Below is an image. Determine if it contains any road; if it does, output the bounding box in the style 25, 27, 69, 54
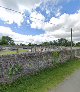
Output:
49, 70, 80, 92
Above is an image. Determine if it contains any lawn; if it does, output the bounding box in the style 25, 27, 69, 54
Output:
0, 60, 80, 92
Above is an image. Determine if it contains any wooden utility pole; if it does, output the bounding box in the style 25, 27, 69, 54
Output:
71, 28, 72, 59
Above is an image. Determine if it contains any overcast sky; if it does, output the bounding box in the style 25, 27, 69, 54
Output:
0, 0, 80, 44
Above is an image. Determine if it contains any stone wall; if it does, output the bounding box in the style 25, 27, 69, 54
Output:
0, 50, 75, 83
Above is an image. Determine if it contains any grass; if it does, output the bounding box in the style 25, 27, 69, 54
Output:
0, 50, 28, 55
0, 60, 80, 92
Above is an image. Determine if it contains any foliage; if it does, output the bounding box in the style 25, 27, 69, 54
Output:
8, 64, 22, 77
52, 51, 60, 66
0, 60, 80, 92
52, 51, 60, 58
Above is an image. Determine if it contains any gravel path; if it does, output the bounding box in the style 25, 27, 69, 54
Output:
49, 70, 80, 92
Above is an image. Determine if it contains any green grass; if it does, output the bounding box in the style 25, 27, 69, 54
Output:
0, 60, 80, 92
0, 50, 28, 55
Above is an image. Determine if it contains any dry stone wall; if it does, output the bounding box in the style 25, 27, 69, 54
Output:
0, 50, 75, 83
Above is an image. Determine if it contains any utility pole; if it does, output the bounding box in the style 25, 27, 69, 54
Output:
71, 28, 72, 59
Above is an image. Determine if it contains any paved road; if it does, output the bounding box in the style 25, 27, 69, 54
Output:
49, 70, 80, 92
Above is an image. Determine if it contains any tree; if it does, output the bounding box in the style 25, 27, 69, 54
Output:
76, 42, 80, 46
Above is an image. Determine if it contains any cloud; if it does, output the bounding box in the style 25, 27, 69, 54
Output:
0, 26, 55, 44
30, 11, 45, 29
0, 0, 40, 10
31, 12, 80, 41
0, 8, 24, 26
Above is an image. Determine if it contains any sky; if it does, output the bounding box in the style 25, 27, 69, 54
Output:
0, 0, 80, 44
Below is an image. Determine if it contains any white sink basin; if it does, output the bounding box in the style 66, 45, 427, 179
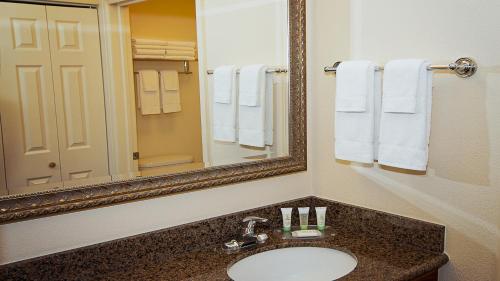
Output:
227, 247, 358, 281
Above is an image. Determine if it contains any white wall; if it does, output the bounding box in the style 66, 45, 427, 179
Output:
309, 0, 500, 281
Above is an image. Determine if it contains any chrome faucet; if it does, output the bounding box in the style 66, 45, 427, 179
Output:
224, 216, 268, 252
243, 217, 268, 237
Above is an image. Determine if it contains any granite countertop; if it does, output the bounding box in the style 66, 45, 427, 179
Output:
0, 197, 448, 281
98, 228, 448, 281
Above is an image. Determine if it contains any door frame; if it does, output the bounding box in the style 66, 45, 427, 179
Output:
97, 0, 146, 180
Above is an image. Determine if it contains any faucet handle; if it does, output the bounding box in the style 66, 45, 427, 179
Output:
243, 216, 268, 223
243, 216, 268, 237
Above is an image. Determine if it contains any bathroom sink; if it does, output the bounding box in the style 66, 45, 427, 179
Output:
227, 247, 358, 281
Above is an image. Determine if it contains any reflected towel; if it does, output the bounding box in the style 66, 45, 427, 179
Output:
238, 65, 268, 147
160, 70, 182, 113
137, 70, 161, 115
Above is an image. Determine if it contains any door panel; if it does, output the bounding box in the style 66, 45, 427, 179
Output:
47, 6, 110, 186
0, 2, 61, 193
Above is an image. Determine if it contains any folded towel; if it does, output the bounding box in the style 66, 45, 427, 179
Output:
139, 70, 158, 92
132, 38, 196, 48
137, 70, 161, 115
160, 70, 181, 113
378, 60, 432, 171
134, 48, 166, 56
335, 61, 381, 163
166, 50, 196, 57
238, 65, 267, 147
214, 65, 236, 104
239, 64, 266, 106
264, 73, 275, 145
212, 65, 238, 142
383, 59, 424, 113
335, 61, 374, 112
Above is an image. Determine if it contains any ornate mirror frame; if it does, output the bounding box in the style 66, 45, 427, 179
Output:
0, 0, 307, 223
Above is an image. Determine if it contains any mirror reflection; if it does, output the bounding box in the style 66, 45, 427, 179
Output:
0, 0, 289, 195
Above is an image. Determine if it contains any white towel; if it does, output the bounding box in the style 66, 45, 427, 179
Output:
238, 65, 267, 147
239, 64, 266, 106
383, 59, 424, 113
214, 65, 236, 104
137, 70, 161, 115
378, 60, 432, 171
335, 61, 381, 163
264, 73, 275, 145
160, 70, 182, 113
212, 65, 238, 142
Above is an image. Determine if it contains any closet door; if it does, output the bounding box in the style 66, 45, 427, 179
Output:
47, 6, 110, 186
0, 2, 61, 193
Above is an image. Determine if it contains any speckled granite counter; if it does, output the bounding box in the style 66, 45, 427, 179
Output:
0, 197, 448, 281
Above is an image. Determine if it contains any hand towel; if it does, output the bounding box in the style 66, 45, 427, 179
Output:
238, 65, 267, 147
335, 61, 381, 163
212, 65, 238, 142
378, 60, 432, 171
264, 73, 275, 145
134, 48, 166, 56
137, 70, 161, 115
383, 59, 424, 113
239, 64, 266, 106
160, 70, 181, 113
214, 65, 236, 104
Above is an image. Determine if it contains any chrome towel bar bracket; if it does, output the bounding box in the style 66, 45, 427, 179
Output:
325, 57, 478, 78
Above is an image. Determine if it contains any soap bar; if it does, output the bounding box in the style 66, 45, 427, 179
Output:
292, 229, 321, 238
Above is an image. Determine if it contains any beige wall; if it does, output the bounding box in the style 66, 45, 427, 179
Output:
309, 0, 500, 281
130, 0, 203, 162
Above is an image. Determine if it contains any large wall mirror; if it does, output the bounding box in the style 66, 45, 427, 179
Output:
0, 0, 306, 222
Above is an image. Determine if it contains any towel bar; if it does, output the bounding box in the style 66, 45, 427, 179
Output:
325, 57, 478, 78
207, 68, 288, 75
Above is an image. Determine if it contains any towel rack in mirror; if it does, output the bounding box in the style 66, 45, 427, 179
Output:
207, 68, 288, 75
324, 57, 478, 78
134, 59, 193, 74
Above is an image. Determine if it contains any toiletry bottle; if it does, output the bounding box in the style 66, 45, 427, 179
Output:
299, 207, 309, 230
316, 207, 326, 231
281, 208, 292, 232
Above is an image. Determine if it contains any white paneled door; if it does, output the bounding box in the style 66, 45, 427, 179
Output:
0, 2, 110, 194
0, 2, 61, 193
47, 6, 111, 185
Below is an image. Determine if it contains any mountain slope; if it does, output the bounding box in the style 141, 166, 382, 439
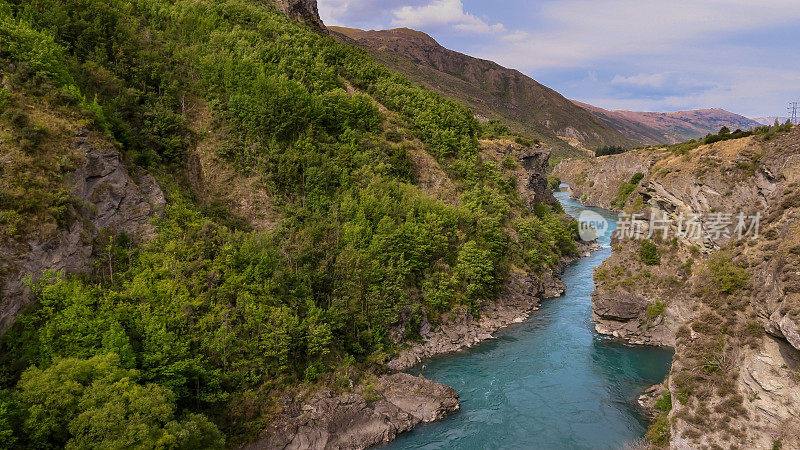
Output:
573, 100, 772, 144
556, 126, 800, 450
328, 27, 631, 157
0, 0, 579, 448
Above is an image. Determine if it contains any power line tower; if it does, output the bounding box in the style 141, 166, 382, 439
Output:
786, 102, 800, 125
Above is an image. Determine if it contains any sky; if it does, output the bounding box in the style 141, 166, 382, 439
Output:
318, 0, 800, 117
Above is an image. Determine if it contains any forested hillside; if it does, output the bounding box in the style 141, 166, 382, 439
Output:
330, 27, 634, 157
0, 0, 576, 448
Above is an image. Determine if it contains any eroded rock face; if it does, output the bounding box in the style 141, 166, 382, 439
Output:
387, 243, 599, 370
250, 373, 460, 450
564, 129, 800, 449
273, 0, 325, 29
553, 150, 658, 210
592, 293, 648, 321
0, 130, 166, 335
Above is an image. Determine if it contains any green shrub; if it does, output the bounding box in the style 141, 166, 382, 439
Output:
645, 301, 667, 320
0, 87, 11, 113
639, 239, 661, 266
705, 254, 750, 295
653, 389, 672, 413
644, 414, 670, 446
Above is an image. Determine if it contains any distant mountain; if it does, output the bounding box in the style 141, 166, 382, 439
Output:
573, 100, 761, 144
753, 116, 789, 125
328, 26, 632, 156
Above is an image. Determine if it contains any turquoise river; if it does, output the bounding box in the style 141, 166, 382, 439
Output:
387, 188, 672, 449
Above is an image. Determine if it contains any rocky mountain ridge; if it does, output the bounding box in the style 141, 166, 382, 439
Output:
329, 27, 632, 157
560, 125, 800, 449
573, 100, 772, 145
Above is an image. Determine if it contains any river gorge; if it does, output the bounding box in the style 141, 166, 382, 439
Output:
387, 190, 673, 449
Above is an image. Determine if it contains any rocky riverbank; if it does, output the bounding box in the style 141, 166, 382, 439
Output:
562, 129, 800, 449
387, 242, 599, 371
245, 373, 460, 450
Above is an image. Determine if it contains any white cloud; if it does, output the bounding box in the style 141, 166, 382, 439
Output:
392, 0, 506, 34
487, 0, 800, 68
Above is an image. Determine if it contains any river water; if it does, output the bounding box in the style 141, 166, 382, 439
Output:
387, 192, 672, 449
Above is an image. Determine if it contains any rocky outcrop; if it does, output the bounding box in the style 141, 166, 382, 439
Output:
0, 130, 165, 334
245, 373, 460, 450
388, 143, 598, 370
273, 0, 326, 30
387, 243, 599, 370
329, 27, 631, 154
564, 125, 800, 449
553, 150, 661, 210
481, 139, 558, 208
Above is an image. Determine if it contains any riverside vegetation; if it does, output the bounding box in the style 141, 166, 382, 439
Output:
0, 0, 576, 448
556, 123, 800, 449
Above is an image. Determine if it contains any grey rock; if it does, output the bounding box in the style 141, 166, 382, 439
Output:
274, 0, 325, 29
245, 373, 460, 450
0, 130, 166, 335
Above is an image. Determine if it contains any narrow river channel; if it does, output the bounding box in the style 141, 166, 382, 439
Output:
387, 188, 672, 450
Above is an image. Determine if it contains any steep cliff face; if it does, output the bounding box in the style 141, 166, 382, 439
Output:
= = = = = = =
**Written instruction**
Identify every line in the records that contains the word "Below", and copy each one out. Case counts.

**Exercise answer**
Below is an image. Determine if it contains any road; if it does, output the bounding box in the style 25, 27, 69, 54
Below is an image. Determine if it contains any white sink basin; if it does, output the bounding box in the style 66, 45, 427, 179
Below is an image. Determine if it contains any mountain slope; if it does, output the bounding box in the style 141, 166, 382, 439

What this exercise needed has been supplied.